Copy every one of the records below word for word, keeping each line in the same order.

Saved data entries:

────────────────────────────────────────

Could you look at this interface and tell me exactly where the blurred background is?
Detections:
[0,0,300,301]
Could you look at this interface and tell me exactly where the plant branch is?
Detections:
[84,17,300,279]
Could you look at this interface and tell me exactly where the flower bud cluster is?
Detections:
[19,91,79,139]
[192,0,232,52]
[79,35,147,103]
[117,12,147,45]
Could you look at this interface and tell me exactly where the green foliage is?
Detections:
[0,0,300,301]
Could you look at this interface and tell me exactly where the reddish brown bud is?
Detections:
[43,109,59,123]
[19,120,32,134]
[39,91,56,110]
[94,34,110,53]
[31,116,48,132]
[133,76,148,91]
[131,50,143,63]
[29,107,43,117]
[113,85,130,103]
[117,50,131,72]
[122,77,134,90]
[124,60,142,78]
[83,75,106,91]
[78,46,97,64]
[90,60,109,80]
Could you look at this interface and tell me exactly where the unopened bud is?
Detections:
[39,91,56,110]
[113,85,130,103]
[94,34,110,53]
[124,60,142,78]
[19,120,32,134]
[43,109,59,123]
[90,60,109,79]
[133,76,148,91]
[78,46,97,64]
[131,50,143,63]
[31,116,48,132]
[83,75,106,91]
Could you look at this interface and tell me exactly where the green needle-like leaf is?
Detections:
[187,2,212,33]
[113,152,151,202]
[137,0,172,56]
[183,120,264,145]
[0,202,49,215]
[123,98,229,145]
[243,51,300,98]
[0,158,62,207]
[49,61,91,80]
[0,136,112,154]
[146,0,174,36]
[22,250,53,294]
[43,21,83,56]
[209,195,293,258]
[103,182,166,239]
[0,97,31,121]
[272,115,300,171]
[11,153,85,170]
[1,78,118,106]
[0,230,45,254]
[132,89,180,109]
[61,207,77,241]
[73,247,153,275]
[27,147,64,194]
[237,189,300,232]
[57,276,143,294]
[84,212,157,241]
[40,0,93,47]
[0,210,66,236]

────────────────────────────────────────

**THE RESULT**
Could you look at this interface and tell me exactly where the blurred background is?
Detections:
[0,0,300,301]
Could you look at this interface and tell me exactly where the plant branch is?
Detections:
[84,17,300,279]
Could you look at this interface and tell me exactly where the flower bud cluster is?
Detections:
[19,91,79,139]
[192,0,232,52]
[79,35,147,103]
[117,12,147,45]
Could you look at this interface and tell me exactly where the green foliage is?
Detections:
[0,0,300,301]
Could you look at this interface and tell me exactly where the reddish brown bud is?
Detections:
[43,109,59,123]
[19,120,32,134]
[39,91,56,110]
[94,34,110,53]
[31,116,48,132]
[133,76,148,91]
[131,50,143,63]
[29,107,43,117]
[113,85,130,103]
[117,50,131,72]
[122,77,134,90]
[124,60,142,78]
[83,75,106,91]
[78,46,97,64]
[90,60,109,80]
Could you look at this interface and tell me exactly where the unopened bud is?
Detections:
[39,91,56,110]
[113,85,130,103]
[94,34,110,53]
[124,60,142,78]
[19,120,32,134]
[43,109,59,123]
[90,60,109,79]
[133,76,148,91]
[78,46,97,64]
[131,50,143,63]
[31,116,48,132]
[83,75,106,91]
Could you look at this interface and tell me exactly where the green needle-like leaf is?
Detections:
[187,2,212,33]
[113,152,151,202]
[137,0,172,56]
[183,120,264,145]
[0,202,49,215]
[123,98,229,145]
[243,51,300,98]
[0,158,62,207]
[49,61,91,80]
[0,136,112,154]
[146,0,174,36]
[22,250,53,294]
[43,21,83,56]
[209,195,293,258]
[103,182,166,239]
[0,97,31,121]
[272,115,300,171]
[11,153,85,170]
[1,78,118,106]
[0,230,45,254]
[132,89,180,109]
[61,207,77,241]
[73,247,153,275]
[27,147,64,194]
[237,189,300,232]
[57,276,143,294]
[84,212,157,241]
[40,0,93,47]
[0,210,66,236]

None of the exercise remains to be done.